-- Start The records --
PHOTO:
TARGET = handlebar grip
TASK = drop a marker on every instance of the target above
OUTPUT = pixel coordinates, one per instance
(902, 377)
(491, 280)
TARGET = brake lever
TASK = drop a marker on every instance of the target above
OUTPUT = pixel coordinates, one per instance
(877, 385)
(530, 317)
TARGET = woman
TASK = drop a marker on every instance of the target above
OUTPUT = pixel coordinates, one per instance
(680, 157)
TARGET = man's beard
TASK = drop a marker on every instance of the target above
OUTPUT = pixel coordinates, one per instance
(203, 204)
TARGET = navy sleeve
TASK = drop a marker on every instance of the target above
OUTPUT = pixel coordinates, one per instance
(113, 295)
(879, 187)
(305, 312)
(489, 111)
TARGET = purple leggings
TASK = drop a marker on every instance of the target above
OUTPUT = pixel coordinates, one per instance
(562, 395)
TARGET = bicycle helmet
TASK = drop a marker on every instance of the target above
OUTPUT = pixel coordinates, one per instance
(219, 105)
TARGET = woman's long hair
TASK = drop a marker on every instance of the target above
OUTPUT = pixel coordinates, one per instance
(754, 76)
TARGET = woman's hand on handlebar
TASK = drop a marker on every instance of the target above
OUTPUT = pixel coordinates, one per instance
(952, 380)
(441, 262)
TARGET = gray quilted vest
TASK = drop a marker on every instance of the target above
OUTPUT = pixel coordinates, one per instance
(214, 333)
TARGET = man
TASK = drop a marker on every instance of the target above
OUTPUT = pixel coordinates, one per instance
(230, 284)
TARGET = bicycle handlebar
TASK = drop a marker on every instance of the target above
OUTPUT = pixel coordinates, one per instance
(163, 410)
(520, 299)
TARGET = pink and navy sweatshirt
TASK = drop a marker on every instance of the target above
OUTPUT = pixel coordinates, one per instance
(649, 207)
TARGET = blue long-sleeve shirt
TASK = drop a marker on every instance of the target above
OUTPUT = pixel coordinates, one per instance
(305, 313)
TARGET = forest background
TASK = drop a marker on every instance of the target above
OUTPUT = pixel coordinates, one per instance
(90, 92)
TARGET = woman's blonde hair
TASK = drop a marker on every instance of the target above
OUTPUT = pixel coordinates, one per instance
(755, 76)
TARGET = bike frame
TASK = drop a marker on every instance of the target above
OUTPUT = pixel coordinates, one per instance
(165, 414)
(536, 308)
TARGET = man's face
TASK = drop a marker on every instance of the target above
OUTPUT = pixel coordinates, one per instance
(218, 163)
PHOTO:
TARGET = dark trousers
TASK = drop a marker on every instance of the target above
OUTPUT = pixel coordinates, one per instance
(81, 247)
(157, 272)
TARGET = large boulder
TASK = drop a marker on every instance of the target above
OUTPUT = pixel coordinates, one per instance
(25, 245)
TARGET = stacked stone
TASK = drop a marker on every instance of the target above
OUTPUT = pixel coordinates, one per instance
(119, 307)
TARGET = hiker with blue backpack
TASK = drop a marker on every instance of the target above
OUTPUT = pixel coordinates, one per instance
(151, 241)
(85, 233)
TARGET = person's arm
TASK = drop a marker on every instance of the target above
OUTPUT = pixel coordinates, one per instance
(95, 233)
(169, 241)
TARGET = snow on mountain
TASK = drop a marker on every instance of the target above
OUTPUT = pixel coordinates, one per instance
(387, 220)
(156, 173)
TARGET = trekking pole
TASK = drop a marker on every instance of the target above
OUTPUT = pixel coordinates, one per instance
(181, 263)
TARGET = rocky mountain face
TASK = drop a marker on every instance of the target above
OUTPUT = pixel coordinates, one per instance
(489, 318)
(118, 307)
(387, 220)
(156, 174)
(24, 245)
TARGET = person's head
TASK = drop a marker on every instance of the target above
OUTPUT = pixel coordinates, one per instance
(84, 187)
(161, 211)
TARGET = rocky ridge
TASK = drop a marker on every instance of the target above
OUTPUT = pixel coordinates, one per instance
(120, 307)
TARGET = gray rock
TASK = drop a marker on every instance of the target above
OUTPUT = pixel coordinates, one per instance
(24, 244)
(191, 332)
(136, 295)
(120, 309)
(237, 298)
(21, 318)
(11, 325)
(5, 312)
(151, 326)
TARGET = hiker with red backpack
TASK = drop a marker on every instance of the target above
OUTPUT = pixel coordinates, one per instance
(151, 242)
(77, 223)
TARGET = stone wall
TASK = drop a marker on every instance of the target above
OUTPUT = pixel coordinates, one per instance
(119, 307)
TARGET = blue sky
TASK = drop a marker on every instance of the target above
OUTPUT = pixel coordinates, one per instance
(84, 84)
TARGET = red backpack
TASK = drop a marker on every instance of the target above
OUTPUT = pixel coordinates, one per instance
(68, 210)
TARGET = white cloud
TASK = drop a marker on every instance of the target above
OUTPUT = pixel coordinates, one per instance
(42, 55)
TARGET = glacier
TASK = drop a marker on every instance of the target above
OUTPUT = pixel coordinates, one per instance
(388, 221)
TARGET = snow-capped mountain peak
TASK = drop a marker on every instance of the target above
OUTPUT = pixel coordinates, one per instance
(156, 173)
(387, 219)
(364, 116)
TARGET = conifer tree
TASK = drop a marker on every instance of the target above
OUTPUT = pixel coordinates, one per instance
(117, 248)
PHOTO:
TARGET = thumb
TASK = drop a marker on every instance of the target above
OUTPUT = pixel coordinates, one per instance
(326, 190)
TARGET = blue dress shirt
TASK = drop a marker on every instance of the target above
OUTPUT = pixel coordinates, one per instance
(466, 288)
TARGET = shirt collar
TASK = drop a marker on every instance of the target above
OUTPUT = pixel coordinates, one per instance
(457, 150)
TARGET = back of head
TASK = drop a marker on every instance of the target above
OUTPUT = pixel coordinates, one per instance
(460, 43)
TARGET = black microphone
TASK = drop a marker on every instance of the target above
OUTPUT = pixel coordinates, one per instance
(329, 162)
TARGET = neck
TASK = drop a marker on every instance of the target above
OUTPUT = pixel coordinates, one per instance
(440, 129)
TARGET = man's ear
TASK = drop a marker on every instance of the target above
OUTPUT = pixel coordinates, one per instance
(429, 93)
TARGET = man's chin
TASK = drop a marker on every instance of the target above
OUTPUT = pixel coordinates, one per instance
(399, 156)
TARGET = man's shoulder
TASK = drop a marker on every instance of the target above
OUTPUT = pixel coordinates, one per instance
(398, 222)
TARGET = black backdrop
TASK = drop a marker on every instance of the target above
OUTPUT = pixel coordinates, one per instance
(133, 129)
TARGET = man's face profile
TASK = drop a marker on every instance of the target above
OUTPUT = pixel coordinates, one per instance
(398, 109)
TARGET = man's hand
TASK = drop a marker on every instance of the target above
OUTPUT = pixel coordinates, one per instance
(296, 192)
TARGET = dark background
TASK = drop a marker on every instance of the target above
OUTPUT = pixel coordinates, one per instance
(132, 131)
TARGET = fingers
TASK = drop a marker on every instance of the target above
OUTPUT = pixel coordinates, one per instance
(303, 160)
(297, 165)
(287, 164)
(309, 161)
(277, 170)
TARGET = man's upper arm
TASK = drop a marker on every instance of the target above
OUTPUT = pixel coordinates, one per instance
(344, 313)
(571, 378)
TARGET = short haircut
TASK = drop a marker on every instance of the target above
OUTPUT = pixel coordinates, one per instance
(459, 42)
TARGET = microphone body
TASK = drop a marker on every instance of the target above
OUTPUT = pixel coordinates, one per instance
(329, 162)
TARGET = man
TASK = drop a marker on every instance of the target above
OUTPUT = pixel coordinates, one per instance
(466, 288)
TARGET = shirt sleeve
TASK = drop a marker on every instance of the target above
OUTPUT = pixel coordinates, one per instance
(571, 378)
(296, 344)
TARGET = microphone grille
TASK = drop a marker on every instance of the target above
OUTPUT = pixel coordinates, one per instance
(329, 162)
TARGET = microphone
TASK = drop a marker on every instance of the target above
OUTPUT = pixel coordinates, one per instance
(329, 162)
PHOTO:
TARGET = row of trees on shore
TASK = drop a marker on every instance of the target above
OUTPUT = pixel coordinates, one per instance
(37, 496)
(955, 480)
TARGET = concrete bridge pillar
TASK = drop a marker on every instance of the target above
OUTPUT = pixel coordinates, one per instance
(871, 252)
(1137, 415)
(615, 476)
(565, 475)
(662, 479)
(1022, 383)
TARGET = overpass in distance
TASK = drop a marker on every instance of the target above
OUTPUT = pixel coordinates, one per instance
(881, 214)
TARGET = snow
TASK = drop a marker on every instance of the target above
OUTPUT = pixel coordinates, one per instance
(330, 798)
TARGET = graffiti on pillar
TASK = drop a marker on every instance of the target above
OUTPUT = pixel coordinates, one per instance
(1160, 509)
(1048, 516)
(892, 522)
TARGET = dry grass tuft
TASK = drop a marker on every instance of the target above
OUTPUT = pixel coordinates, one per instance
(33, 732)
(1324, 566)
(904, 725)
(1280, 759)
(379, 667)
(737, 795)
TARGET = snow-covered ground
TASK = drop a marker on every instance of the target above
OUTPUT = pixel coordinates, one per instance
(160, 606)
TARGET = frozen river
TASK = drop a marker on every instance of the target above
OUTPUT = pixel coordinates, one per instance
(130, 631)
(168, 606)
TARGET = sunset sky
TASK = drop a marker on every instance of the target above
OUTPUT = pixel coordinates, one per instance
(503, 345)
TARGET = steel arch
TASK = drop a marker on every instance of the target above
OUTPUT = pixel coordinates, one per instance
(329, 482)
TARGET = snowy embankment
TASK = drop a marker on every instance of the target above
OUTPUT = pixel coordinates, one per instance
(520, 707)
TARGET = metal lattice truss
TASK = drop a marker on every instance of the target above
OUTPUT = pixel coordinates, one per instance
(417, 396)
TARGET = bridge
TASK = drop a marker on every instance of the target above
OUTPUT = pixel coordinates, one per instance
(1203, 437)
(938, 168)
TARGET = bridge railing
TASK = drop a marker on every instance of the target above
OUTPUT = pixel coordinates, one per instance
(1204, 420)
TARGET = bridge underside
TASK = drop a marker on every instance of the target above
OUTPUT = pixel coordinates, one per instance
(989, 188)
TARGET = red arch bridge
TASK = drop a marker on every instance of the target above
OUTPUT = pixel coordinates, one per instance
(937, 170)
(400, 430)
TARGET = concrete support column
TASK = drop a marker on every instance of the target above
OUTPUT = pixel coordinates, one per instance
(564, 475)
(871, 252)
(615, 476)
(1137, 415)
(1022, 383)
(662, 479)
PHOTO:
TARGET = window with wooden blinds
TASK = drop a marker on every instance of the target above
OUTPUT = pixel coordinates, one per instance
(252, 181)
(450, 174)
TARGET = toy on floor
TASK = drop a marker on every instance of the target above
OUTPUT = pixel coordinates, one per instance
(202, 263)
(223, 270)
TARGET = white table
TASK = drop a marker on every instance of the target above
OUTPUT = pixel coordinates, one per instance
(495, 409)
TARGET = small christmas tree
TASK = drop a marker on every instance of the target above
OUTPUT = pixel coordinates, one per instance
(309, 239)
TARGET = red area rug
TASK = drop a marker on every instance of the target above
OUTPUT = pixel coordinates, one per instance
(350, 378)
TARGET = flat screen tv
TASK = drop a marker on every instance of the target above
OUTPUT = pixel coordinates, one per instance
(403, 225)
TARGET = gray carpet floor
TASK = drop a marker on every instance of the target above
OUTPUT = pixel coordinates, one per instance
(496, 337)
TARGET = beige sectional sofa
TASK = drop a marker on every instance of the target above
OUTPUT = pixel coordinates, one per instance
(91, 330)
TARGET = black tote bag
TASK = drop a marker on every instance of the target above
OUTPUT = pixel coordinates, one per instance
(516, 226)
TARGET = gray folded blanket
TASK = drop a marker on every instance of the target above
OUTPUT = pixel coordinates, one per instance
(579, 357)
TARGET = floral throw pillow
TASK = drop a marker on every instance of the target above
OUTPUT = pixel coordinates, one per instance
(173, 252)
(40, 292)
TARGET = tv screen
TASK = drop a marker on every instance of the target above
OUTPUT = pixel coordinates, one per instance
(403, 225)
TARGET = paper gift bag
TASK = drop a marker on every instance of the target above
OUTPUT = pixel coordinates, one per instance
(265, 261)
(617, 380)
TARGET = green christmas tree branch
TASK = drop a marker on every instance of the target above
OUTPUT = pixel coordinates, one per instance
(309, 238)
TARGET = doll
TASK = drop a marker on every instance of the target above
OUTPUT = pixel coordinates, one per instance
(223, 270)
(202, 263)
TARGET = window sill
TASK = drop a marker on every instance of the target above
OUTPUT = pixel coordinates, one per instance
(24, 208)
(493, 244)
-- End The records --
Description of the task:
Write out exactly the lines starting with the one that holds "TARGET = floral throw pillow" and running through the last line above.

The result:
TARGET = floral throw pillow
TASK = drop a marker on every instance of the target above
OUTPUT = pixel coordinates, one per instance
(173, 252)
(40, 292)
TARGET = tv screen
TASK = drop a marker on every instance of the target above
OUTPUT = pixel coordinates, one per instance
(403, 225)
TARGET = paper gift bag
TASK = drop a marker on every instance of the target above
OUTPUT = pixel coordinates, one per instance
(265, 261)
(617, 380)
TARGET = green christmas tree branch
TASK = drop a marker on every instance of the target above
OUTPUT = pixel coordinates, one per instance
(309, 238)
TARGET = doll
TASK = drop a marker on every instance of the target above
OUTPUT = pixel coordinates, one per instance
(223, 270)
(202, 263)
TARGET = window sill
TASK = drop a marker on every instance of the target above
OUTPUT = pixel coordinates, one per instance
(24, 208)
(493, 244)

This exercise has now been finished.